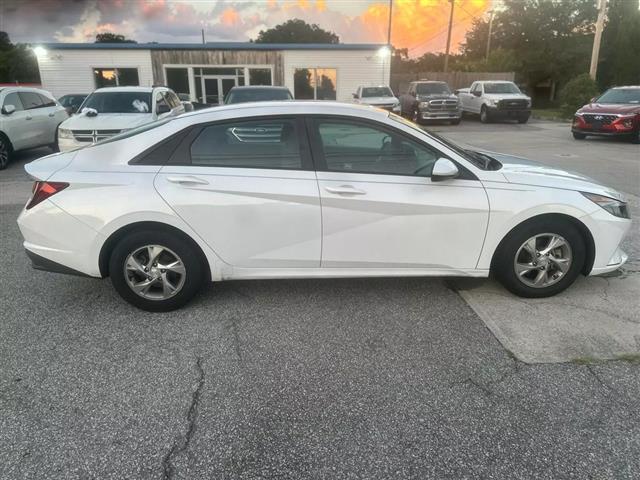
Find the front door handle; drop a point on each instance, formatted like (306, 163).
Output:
(345, 190)
(187, 180)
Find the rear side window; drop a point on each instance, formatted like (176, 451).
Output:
(31, 100)
(272, 143)
(13, 99)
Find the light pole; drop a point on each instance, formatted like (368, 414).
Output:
(446, 55)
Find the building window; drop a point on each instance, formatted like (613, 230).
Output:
(178, 80)
(114, 77)
(315, 83)
(260, 76)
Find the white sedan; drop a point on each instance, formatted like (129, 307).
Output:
(310, 189)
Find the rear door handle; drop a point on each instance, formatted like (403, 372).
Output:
(345, 190)
(187, 180)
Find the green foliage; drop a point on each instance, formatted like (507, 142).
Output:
(576, 93)
(296, 31)
(18, 64)
(109, 37)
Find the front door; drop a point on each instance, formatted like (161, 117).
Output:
(380, 209)
(248, 189)
(216, 87)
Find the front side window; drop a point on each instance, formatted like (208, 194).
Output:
(116, 77)
(119, 102)
(315, 83)
(272, 143)
(13, 99)
(355, 147)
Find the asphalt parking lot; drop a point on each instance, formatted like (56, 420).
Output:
(381, 378)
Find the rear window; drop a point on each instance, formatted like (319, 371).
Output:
(258, 95)
(119, 102)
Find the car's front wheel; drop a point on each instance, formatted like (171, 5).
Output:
(540, 258)
(157, 271)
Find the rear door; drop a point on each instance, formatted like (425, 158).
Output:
(380, 208)
(247, 187)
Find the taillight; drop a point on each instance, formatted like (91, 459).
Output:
(43, 190)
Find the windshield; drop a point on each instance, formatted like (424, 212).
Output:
(620, 95)
(432, 88)
(258, 95)
(376, 92)
(501, 88)
(119, 102)
(479, 160)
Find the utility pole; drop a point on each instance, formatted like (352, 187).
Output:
(489, 36)
(595, 53)
(446, 55)
(389, 28)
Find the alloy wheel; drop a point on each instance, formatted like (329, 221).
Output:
(154, 272)
(543, 260)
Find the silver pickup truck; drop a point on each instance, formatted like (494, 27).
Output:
(492, 100)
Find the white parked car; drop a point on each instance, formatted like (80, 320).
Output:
(379, 96)
(310, 189)
(494, 100)
(112, 110)
(29, 118)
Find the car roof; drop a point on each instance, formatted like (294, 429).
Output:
(292, 107)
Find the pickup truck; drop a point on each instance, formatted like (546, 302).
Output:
(429, 100)
(492, 99)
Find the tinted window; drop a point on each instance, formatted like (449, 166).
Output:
(119, 102)
(257, 95)
(252, 144)
(13, 99)
(362, 148)
(30, 100)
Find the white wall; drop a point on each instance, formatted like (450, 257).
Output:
(71, 71)
(354, 68)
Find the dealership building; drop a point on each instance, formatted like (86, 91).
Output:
(206, 72)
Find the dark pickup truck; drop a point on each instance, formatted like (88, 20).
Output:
(430, 100)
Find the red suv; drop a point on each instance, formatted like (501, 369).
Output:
(614, 113)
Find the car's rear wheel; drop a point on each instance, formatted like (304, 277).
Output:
(5, 152)
(156, 271)
(540, 258)
(484, 115)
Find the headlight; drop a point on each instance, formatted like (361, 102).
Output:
(615, 207)
(64, 133)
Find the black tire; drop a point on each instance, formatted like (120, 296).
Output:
(505, 256)
(194, 269)
(6, 151)
(485, 117)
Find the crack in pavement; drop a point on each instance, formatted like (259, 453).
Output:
(181, 444)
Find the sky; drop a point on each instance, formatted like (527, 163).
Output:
(419, 25)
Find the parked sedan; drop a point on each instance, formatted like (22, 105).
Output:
(615, 113)
(29, 118)
(310, 189)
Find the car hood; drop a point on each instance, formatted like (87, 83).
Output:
(527, 172)
(378, 100)
(615, 108)
(107, 121)
(437, 96)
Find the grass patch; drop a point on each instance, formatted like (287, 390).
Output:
(550, 114)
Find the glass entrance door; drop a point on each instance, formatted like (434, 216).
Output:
(216, 87)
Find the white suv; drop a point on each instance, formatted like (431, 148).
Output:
(29, 118)
(109, 111)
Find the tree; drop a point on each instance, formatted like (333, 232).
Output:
(109, 37)
(296, 31)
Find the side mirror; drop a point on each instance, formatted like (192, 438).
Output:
(444, 169)
(161, 109)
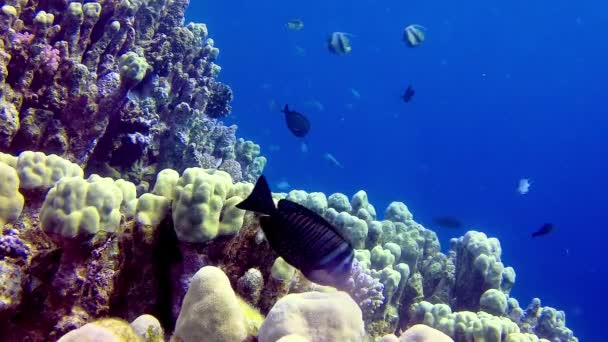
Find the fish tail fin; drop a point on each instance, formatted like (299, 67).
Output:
(260, 199)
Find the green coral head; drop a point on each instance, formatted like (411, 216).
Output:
(132, 67)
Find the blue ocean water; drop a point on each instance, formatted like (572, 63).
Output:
(504, 90)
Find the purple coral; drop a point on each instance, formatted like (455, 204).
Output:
(50, 57)
(23, 38)
(365, 290)
(11, 246)
(219, 100)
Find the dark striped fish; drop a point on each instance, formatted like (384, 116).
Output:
(304, 239)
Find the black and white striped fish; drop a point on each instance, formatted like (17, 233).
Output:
(303, 238)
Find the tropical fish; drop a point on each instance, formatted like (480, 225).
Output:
(447, 222)
(283, 185)
(408, 94)
(330, 158)
(295, 24)
(339, 43)
(543, 230)
(303, 238)
(414, 35)
(524, 186)
(297, 123)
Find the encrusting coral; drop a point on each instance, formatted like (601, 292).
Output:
(91, 248)
(116, 86)
(123, 92)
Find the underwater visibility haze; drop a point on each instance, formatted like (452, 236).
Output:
(303, 170)
(504, 91)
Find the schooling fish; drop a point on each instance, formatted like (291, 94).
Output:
(295, 24)
(408, 94)
(339, 43)
(297, 123)
(524, 186)
(447, 222)
(304, 239)
(543, 230)
(414, 35)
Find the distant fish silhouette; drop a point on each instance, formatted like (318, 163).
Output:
(414, 35)
(297, 123)
(408, 94)
(447, 222)
(524, 186)
(544, 230)
(339, 43)
(295, 24)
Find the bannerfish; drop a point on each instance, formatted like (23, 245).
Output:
(297, 123)
(295, 24)
(414, 35)
(524, 186)
(543, 230)
(447, 222)
(303, 238)
(338, 43)
(408, 94)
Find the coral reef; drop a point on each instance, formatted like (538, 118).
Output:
(91, 248)
(117, 87)
(124, 92)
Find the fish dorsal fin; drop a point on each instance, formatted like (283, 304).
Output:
(289, 206)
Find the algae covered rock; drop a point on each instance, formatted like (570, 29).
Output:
(210, 310)
(314, 316)
(11, 201)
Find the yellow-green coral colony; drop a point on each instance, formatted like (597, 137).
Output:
(203, 204)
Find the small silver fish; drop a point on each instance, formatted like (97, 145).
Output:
(295, 24)
(524, 186)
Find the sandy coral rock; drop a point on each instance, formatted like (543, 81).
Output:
(201, 209)
(398, 212)
(479, 326)
(210, 310)
(281, 270)
(389, 338)
(316, 316)
(166, 180)
(493, 302)
(148, 328)
(11, 289)
(11, 201)
(361, 206)
(39, 171)
(423, 333)
(519, 337)
(129, 197)
(107, 330)
(8, 159)
(132, 67)
(250, 285)
(339, 202)
(77, 207)
(151, 209)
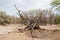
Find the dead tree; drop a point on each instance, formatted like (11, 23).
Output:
(33, 22)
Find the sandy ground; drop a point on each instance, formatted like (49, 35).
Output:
(10, 32)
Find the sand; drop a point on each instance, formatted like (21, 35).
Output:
(10, 32)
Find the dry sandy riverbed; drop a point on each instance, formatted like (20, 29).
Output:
(9, 32)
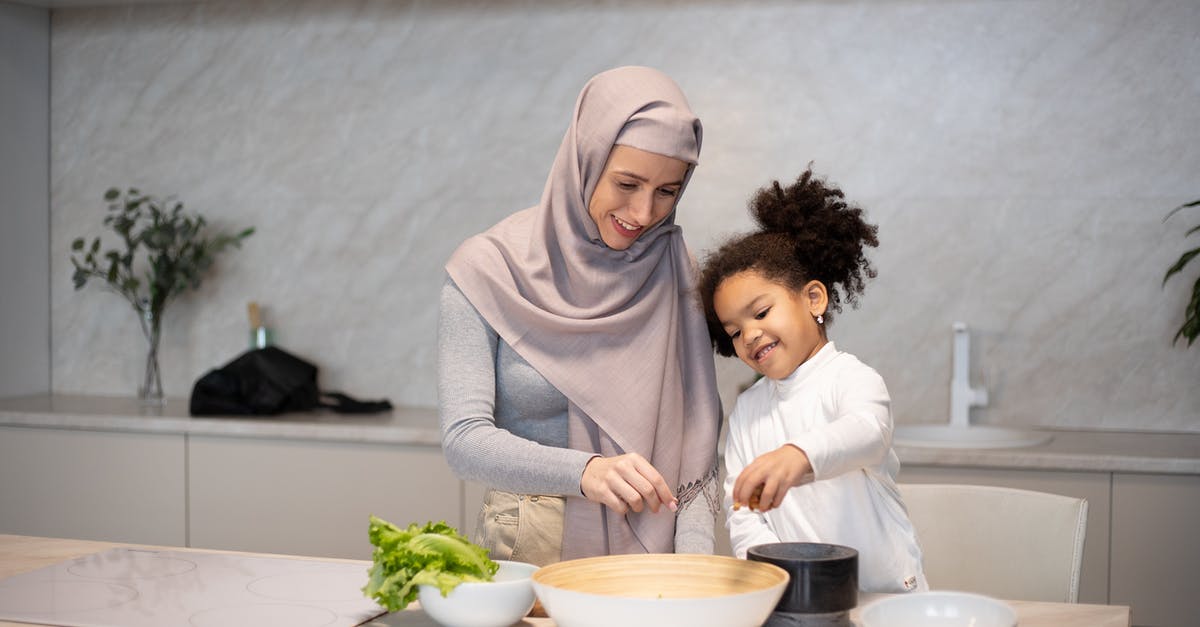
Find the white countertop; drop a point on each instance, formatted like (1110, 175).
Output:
(1068, 451)
(401, 425)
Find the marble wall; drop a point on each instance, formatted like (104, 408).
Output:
(1019, 157)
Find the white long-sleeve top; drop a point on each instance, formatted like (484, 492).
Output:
(837, 410)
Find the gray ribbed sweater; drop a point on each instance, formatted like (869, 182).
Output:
(504, 425)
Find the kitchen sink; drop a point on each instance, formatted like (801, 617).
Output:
(953, 436)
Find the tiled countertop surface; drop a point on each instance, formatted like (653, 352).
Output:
(1071, 451)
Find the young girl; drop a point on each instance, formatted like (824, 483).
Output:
(809, 452)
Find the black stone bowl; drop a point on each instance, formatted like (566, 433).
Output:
(823, 577)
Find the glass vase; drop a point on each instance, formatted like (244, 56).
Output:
(150, 392)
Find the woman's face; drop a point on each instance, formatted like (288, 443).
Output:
(773, 327)
(636, 191)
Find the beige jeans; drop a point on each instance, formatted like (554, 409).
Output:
(521, 527)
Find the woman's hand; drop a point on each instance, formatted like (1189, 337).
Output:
(765, 482)
(625, 482)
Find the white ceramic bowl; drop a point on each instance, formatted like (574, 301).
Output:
(664, 590)
(497, 603)
(939, 609)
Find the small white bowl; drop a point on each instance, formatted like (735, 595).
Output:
(497, 603)
(939, 609)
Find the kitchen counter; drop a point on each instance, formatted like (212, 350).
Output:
(1068, 451)
(401, 425)
(21, 554)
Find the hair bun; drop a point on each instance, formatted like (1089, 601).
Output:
(798, 209)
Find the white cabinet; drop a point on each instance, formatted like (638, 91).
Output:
(1093, 585)
(96, 485)
(307, 497)
(1156, 553)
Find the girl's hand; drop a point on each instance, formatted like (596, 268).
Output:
(625, 482)
(765, 482)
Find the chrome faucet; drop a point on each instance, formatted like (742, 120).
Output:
(963, 395)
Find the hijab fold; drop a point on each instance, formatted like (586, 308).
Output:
(618, 333)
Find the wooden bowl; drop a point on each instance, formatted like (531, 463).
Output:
(664, 590)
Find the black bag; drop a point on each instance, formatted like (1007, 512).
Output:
(269, 381)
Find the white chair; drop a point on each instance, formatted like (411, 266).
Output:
(1001, 542)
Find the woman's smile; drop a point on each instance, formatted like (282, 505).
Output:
(625, 228)
(636, 191)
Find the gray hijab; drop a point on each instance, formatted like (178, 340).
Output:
(618, 333)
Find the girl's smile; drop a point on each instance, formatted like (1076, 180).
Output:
(773, 327)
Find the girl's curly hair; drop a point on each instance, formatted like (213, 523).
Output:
(805, 232)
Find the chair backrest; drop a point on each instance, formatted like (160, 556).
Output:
(1001, 542)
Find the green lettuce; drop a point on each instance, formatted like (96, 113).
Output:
(433, 555)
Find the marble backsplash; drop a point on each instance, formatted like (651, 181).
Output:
(1019, 159)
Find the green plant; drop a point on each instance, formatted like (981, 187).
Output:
(166, 252)
(1191, 328)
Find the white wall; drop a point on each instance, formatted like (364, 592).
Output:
(1018, 155)
(24, 199)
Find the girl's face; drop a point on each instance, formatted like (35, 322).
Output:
(636, 191)
(773, 327)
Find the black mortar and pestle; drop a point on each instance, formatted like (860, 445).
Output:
(822, 587)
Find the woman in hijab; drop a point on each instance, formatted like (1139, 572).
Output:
(575, 377)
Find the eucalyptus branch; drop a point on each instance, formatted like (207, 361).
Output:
(171, 245)
(1191, 327)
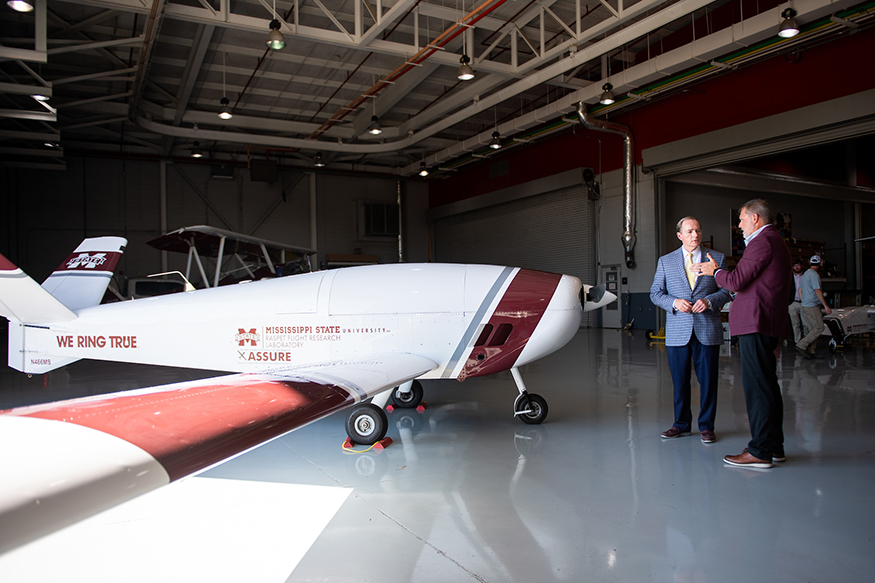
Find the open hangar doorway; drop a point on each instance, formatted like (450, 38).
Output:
(815, 166)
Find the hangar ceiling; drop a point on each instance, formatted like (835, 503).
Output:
(141, 78)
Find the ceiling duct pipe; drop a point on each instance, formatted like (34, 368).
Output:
(628, 184)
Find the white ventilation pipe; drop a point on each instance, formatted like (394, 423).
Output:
(628, 183)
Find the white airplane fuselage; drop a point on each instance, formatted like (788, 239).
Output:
(470, 319)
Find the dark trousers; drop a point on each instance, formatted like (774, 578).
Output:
(680, 361)
(762, 395)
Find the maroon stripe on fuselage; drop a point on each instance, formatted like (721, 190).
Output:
(193, 427)
(522, 306)
(91, 261)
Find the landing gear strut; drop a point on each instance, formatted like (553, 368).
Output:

## Your objective
Would you please return all lines of the data that include the word "wheel"?

## Task result
Find the car's front wheel; drop a point on each instance, formatted like (171, 5).
Find the alloy wheel; drop a point on each instance, formatted like (329, 221).
Find the car's rear wheel; drop a point on each instance, formatted like (304, 277).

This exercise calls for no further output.